• Task instructions:
Pull out every line of the items below and reproduce each one unchanged, in the same order.

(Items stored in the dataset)
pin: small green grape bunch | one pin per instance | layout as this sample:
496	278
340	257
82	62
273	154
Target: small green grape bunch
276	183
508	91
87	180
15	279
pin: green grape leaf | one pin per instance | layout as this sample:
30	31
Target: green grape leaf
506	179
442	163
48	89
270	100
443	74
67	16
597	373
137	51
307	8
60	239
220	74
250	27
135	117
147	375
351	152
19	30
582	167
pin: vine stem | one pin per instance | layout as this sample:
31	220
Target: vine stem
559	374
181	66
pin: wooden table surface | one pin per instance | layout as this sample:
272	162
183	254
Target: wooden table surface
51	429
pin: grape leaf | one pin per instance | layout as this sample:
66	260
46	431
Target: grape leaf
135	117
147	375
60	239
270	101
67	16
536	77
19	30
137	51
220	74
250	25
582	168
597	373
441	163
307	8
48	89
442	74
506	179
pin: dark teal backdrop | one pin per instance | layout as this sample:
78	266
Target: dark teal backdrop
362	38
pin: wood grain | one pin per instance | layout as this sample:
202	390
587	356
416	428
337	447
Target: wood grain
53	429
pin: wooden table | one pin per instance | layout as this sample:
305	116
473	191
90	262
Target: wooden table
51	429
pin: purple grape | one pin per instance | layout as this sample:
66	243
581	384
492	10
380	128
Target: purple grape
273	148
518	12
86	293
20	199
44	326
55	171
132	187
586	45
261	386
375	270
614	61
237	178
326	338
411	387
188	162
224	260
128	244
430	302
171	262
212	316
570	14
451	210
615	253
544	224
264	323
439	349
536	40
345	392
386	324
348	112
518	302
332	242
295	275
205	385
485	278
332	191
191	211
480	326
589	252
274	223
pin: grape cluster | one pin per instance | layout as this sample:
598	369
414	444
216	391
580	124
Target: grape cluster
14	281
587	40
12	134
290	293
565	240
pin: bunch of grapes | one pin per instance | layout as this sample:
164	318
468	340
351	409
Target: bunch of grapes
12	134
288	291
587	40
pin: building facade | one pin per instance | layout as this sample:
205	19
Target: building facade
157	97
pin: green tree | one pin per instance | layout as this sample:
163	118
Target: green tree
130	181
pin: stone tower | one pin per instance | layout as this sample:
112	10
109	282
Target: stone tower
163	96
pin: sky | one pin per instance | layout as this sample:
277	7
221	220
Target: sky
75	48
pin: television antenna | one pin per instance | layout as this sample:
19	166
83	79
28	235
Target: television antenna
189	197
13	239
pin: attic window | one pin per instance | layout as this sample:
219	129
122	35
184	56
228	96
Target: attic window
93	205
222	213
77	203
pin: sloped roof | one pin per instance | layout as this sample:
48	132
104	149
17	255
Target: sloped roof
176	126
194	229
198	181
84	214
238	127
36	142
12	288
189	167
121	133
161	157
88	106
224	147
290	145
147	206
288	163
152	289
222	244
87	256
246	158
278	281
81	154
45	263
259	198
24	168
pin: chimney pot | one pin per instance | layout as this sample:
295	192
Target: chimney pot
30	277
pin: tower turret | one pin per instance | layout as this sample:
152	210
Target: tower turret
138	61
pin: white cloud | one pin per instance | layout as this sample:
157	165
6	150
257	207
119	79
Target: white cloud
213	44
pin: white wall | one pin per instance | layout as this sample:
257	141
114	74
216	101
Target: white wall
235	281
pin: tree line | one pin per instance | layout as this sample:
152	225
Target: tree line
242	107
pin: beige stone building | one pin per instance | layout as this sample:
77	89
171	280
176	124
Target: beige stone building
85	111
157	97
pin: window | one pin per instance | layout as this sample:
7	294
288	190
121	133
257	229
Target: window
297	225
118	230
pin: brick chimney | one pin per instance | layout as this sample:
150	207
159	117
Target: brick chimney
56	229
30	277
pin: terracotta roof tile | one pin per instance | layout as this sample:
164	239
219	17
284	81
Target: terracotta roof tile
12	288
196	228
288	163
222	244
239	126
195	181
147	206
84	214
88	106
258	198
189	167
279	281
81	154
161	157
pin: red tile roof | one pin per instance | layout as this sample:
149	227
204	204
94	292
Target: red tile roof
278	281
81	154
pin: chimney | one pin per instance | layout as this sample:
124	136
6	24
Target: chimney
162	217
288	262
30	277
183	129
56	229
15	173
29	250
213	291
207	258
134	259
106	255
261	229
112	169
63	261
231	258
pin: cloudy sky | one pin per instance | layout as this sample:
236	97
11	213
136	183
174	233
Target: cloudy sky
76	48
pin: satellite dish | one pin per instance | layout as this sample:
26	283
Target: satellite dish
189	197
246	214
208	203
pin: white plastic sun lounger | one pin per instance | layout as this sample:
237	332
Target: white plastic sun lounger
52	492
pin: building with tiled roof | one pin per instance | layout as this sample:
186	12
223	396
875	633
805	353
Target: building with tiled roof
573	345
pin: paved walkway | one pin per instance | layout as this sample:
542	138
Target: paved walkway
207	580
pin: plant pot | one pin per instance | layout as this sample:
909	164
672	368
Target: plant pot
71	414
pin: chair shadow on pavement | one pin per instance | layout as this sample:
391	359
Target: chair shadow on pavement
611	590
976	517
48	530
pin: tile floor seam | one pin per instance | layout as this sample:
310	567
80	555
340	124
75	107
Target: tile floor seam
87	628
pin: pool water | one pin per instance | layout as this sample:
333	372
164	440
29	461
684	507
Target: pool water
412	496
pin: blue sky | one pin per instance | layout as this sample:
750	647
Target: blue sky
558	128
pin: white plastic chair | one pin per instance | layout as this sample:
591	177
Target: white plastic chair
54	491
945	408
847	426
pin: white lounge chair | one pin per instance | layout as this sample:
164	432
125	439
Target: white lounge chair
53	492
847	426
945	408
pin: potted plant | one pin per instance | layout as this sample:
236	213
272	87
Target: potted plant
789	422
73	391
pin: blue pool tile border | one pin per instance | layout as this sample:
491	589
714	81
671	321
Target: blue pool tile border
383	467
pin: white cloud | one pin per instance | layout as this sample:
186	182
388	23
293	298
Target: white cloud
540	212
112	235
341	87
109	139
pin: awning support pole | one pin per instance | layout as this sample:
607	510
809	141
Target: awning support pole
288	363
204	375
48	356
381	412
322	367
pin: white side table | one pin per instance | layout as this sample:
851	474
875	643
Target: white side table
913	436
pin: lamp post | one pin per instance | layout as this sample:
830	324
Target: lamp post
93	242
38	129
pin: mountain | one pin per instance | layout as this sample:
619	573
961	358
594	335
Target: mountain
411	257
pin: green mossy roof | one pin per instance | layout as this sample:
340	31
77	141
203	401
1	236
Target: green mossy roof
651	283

• Result of the task:
pin: small green grape bunch | one pin per instance | layout as this sample:
496	278
340	257
82	62
273	154
Target: small green grape bunch
276	183
508	91
87	180
15	279
pin: green grape leaf | one pin per instance | layout as this sample:
30	31
Target: green grape leaf
506	179
442	163
48	89
270	100
443	74
67	16
597	373
137	51
307	8
60	239
220	74
250	27
135	117
147	375
351	152
19	30
582	167
pin: vine stem | one pin per instance | layout as this sample:
31	220
Target: vine stem
559	374
181	66
pin: wooden table surface | one pin per instance | layout as this sample:
272	162
183	254
Target: wooden table surface
51	429
pin: grape leaf | one pin per instance | layout as this sample:
66	260
46	431
Target: grape leaf
135	117
147	375
60	239
270	101
67	16
536	77
19	30
137	51
220	74
250	25
582	168
597	373
441	163
307	8
48	89
442	74
506	179
pin: dark teal backdrop | one pin per instance | layout as this sample:
78	266
Target: dark teal backdrop
362	38
pin: wood grain | one pin per instance | layout as this sample:
202	390
587	356
416	428
337	447
Target: wood grain
53	429
pin: wooden table | one pin per instance | layout as this sample:
305	116
473	191
90	262
Target: wooden table
51	429
pin: purple grape | one pin per instance | layout as this sample:
66	243
581	384
492	10
380	128
Target: purple grape
273	148
518	12
86	293
20	199
44	326
55	171
132	187
586	45
261	386
375	270
614	61
237	178
326	338
411	387
188	162
224	260
128	244
430	302
171	262
212	316
570	14
451	210
615	253
544	224
264	323
439	349
536	40
345	392
386	324
348	112
518	302
332	242
295	275
205	385
485	278
332	191
191	211
480	326
589	252
274	223
pin: grape cluster | one pin per instance | layout as this sample:
598	369
414	444
216	391
580	124
Target: grape cluster
14	281
587	40
12	134
290	293
565	240
pin: bunch of grapes | one pin per instance | layout as this sample:
164	318
468	340
351	409
Target: bunch of grapes
12	134
288	291
587	40
pin: building facade | one pin per instance | layout as this sample:
205	19
Target: building facade
157	97
pin: green tree | one pin per instance | layout as this sample:
163	118
Target: green tree
130	181
pin: stone tower | one pin per instance | layout as this sample:
112	10
109	282
Target: stone tower
163	96
pin: sky | one pin per instance | layout as this sample:
277	7
221	220
Target: sky
75	48
pin: television antenna | one pin per instance | layout as this sample:
19	166
83	79
28	235
Target: television antenna
189	197
13	239
pin: attic window | one pin per instance | layout as this sample:
219	129
122	35
184	56
228	96
Target: attic window
93	205
222	213
77	203
pin: sloped roof | one pin per instance | layout as this sample:
48	132
104	149
17	255
Target: sloped roof
176	126
194	229
198	181
84	214
238	127
36	142
12	288
189	167
121	133
161	157
88	106
224	147
290	145
147	206
288	163
152	289
222	244
87	256
246	158
278	281
81	154
45	263
259	198
24	168
pin: chimney pot | one pin per instance | layout as this sample:
295	192
Target: chimney pot
30	277
pin: tower turret | one pin per instance | layout as this sample:
152	210
Target: tower turret
138	61
pin: white cloud | one pin per instance | layout as this sample:
157	165
6	150
257	207
119	79
Target: white cloud
213	44
pin: white wall | one pin per instance | layout as this sample:
257	141
114	74
216	101
Target: white wall
235	281
pin: tree line | one pin per instance | layout as this sample:
152	225
Target: tree line
242	107
pin: beige stone building | one pin per instance | layout as this sample:
77	89
171	280
176	124
Target: beige stone building
85	111
157	97
pin: window | one pin per instance | layout as this sample:
7	294
288	190
121	133
257	229
Target: window
297	225
118	230
pin: brick chimney | one pin per instance | layout as this sample:
150	207
159	117
Target: brick chimney
56	229
30	277
pin: terracotta roof tile | one pin per instance | layout as this sample:
164	239
219	17
284	81
Target: terracotta roof tile
12	288
196	228
288	163
222	244
239	126
195	181
147	206
84	214
88	106
258	198
189	167
279	281
81	154
161	157
pin: red tile roof | one pin per instance | layout as this sample:
149	227
204	204
94	292
Target: red tile roof
278	281
81	154
pin: chimney | one pin per instance | layout as this sample:
124	136
6	24
Target: chimney
162	217
288	262
30	277
183	129
56	229
15	173
29	250
213	291
207	258
134	259
106	255
261	229
112	169
63	261
231	258
pin: cloudy sky | one pin per instance | layout as this sample:
236	97
11	213
136	183
174	233
Target: cloudy sky
76	48
pin: satellite dish | one pin per instance | layout as this sample:
26	283
Target: satellite dish
189	197
246	214
208	203
pin: white plastic sun lounger | one pin per instance | layout as this sample:
237	332
Target: white plastic sun lounger
52	492
pin: building with tiled roof | one pin per instance | layout as this sample:
186	12
223	396
875	633
805	353
Target: building with tiled roof
573	345
pin: paved walkway | one pin per instance | layout as this sample:
542	138
Target: paved walkway
207	580
pin: plant pot | one pin per instance | layout as this sample:
909	164
672	368
Target: plant pot
71	414
pin: chair shadow on pavement | one pin per instance | layout as this sample:
391	359
Target: chair shadow on pavement
611	590
976	517
48	530
pin: tile floor seam | one pin per instance | layout as this sample:
310	567
80	555
340	124
75	107
Target: tile floor seam
87	628
pin: pool water | one pin per instance | layout as this sample:
333	372
164	440
29	461
684	507
Target: pool water
412	496
pin: blue sky | one pin per instance | layout as this sample:
750	647
Target: blue sky
558	128
pin: white plastic chair | one pin per instance | layout as this sample:
591	177
Target: white plastic chair
54	491
945	408
847	426
pin: white lounge chair | one pin per instance | layout as this sample:
164	432
125	439
Target: white lounge chair
53	492
847	426
945	408
pin: potted plant | one pin per instance | layout as this sample:
236	213
272	87
Target: potted plant
789	422
73	391
pin: blue pool tile border | one pin per instance | layout as this sample:
491	589
714	81
671	321
Target: blue pool tile border
383	467
pin: white cloud | one pin per instance | layout as this sample:
186	182
388	23
293	298
Target: white cloud
540	212
112	235
341	87
109	139
pin: awning support pole | one pin per instance | layout as this sample:
607	510
809	141
Target: awning support pole
288	363
204	375
48	356
381	412
322	367
pin: white side table | one pin per instance | layout as this sample:
851	474
875	643
Target: white side table
913	436
pin: lamp post | one pin per instance | layout as this sample:
830	324
Target: lamp post
93	242
38	129
pin: mountain | one pin per instance | layout as this sample:
619	573
961	358
594	335
Target: mountain
411	257
pin: green mossy roof | one pin per instance | layout as this sample:
340	31
77	141
203	401
1	236
Target: green mossy roof
651	283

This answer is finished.